===== TEXT BLOCK =====

Jesus went on to state the key to growing spiritually under trials: “Abide in me, and I in you” (Jn. 15:4).  To “abide” is to dwell in, with close communion and fellowship.  The basic idea, Gordon Keddie writes, is “the active cultivation by every professing Christian of a living spiritual relationship to Christ.”[3]  As Paul put it, “For me, to live is Christ” (Phil. 1:21).  He explained, “I live by faith in the Son of God, who loved me and gave himself for me” (Gal. 2:20).  I pray that during these trying times that we are living through, God’s people will grow more fruitful, not only as we apply our faith to trying times but also as we take this opportunity to draw nearer to Jesus.  He is the “true vine,” and if we connect our lives to His, we will, He said, “bear much fruit and so prove to be my disciples” (Jn. 15:8). 

In Christ’s Love,

Pastor Phillips


[1] David Aikman, Jesus in Beijing (Washington, D.C.: Regnery, 2003), 64.

[2] Mark Johnson, Let’s Study John (Edinburgh: Banner of Truth, 2003), 202.

[3] Gordon J. Keddie, A Study Commentary on John, 2 vols. (location: Evangelical Press, ), 2:156.

=====

§ **WHAT IS REQUIRED**:
Answer these questions about the passage on abiding in Christ:
(a) What does the passage say it means to "abide"?
(b) Which verse reference is given for Paul's words "For me, to live is Christ"?
(c) Which publisher is listed for Mark Johnson's Let's Study John?

===== GIVEN INFORMATION =====

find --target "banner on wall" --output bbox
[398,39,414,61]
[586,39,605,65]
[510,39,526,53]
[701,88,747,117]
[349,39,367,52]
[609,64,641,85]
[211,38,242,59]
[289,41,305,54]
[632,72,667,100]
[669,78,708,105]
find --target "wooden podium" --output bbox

=====

§ **ANSWER TO THIS PROBLEM**:
(a) To dwell in, with close communion and fellowship.
(b) Phil. 1:21.
(c) Banner of Truth, in Edinburgh.